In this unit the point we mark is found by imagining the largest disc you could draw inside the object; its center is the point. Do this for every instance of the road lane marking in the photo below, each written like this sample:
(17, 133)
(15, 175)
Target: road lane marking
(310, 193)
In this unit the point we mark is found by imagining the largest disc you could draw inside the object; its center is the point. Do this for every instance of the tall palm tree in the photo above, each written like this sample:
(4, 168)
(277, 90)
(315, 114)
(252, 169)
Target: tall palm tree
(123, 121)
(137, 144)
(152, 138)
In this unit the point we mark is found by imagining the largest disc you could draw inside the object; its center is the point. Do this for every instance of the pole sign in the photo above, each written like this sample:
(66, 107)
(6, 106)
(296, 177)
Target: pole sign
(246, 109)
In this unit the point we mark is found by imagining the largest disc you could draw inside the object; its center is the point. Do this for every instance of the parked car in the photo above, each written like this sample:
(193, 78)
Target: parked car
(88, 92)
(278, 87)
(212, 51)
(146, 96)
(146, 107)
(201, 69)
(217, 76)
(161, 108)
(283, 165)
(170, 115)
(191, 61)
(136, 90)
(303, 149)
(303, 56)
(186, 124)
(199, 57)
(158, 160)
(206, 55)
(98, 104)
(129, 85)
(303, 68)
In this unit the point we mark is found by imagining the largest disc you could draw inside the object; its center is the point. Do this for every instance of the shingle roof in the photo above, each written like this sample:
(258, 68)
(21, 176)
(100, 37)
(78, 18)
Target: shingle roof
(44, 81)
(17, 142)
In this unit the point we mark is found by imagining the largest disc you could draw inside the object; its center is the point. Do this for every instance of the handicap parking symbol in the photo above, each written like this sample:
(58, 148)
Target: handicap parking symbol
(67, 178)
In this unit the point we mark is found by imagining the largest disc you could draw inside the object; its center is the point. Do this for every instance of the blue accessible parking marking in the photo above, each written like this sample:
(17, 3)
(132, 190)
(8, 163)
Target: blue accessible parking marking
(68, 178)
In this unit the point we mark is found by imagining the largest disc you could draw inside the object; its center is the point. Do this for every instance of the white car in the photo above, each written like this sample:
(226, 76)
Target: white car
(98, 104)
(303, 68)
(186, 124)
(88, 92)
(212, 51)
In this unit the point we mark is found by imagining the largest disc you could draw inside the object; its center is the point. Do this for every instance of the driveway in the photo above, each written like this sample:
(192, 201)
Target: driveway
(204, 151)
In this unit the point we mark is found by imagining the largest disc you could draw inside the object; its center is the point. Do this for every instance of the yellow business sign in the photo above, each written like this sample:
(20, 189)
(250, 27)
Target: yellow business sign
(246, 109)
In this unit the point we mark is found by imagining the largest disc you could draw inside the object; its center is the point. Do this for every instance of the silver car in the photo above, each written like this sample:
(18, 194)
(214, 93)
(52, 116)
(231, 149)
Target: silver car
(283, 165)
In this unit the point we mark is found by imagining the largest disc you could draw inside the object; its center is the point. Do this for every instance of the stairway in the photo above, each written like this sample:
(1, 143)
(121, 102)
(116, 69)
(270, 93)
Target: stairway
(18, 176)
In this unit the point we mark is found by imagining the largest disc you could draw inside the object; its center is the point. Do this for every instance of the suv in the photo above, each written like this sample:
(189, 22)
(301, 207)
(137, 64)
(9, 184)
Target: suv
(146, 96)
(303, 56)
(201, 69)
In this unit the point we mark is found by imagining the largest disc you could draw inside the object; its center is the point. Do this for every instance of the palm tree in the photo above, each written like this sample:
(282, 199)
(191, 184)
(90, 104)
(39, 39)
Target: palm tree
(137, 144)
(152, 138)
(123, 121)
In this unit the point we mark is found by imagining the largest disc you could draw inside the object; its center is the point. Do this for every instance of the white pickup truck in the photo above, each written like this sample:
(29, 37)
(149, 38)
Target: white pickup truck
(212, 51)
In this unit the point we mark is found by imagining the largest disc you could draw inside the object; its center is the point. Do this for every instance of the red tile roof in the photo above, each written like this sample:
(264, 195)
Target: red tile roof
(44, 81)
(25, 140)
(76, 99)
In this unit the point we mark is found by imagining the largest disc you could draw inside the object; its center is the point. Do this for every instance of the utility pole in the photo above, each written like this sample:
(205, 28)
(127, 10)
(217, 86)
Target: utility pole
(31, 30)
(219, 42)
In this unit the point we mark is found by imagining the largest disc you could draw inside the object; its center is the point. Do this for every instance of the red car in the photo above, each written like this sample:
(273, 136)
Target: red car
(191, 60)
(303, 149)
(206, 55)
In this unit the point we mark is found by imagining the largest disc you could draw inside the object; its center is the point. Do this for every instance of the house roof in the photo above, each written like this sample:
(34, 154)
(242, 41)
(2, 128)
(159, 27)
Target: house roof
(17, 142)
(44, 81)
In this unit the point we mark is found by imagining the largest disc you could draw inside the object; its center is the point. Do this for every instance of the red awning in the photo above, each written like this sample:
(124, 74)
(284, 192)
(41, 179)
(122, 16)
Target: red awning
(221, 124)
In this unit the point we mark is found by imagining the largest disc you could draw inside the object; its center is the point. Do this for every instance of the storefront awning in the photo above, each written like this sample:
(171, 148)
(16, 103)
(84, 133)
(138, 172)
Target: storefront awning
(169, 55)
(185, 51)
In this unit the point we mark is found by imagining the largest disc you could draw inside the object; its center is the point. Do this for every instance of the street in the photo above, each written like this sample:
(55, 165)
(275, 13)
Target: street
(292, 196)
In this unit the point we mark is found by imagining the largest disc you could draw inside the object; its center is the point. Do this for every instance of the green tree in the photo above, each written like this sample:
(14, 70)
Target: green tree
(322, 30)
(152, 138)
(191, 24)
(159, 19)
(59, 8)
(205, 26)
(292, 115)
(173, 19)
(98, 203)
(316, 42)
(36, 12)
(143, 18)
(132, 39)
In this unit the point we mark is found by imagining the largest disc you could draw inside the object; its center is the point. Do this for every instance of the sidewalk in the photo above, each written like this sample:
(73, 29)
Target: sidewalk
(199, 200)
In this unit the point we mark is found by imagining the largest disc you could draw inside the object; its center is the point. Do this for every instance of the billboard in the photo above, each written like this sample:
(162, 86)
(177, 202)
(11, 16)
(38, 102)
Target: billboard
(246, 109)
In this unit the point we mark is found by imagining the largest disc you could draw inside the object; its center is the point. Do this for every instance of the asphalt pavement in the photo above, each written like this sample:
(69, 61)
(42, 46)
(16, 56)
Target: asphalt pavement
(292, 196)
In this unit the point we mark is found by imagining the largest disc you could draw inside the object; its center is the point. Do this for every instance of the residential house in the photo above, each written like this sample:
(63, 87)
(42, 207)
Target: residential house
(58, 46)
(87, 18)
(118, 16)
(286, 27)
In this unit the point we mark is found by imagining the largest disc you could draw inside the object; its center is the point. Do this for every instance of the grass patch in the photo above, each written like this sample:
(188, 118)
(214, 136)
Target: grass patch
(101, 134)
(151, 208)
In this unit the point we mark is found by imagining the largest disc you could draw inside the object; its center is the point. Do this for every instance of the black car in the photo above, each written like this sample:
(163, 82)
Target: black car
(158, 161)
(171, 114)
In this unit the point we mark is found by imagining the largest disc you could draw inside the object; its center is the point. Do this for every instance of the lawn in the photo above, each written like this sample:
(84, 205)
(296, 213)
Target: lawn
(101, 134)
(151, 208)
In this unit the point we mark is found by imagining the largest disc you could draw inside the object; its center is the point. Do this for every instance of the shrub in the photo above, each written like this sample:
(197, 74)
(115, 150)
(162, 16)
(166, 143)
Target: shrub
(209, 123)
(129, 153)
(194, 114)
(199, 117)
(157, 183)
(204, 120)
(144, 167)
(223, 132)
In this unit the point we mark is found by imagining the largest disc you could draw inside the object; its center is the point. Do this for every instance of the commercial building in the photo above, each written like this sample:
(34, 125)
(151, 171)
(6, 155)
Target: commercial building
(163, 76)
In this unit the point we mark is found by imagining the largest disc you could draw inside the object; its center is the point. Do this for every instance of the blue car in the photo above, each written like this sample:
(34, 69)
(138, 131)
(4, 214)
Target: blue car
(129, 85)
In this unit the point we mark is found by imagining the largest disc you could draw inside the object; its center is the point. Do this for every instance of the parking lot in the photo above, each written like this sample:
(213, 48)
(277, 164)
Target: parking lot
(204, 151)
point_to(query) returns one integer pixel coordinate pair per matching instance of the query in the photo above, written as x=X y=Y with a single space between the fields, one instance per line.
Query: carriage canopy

+++++

## TASK GOAL
Reproduce, word for word, every line starting at the line that contains "the blue car" and ending with the final line of the entries.

## ANSWER TO THIS PROBLEM
In this unit the point we mark is found by imagining the largest disc you could draw inside the object; its center is the point. Do this for every instance of the blue car in the photo above, each written like this sample:
(34, 69)
(138, 131)
(4, 214)
Target: blue car
(129, 85)
In this unit the point we mark is found by imagining the largest disc you could draw inside the object; its center is the point. Do this for every instance of the parking lot in the photo above, each written like this sample:
(213, 48)
(277, 164)
Target: parking lot
(204, 151)
point_to(query) returns one integer pixel coordinate pair per matching instance of the query in the photo above, written as x=X y=Y with a single space between the fields, one instance per line.
Query: carriage canopy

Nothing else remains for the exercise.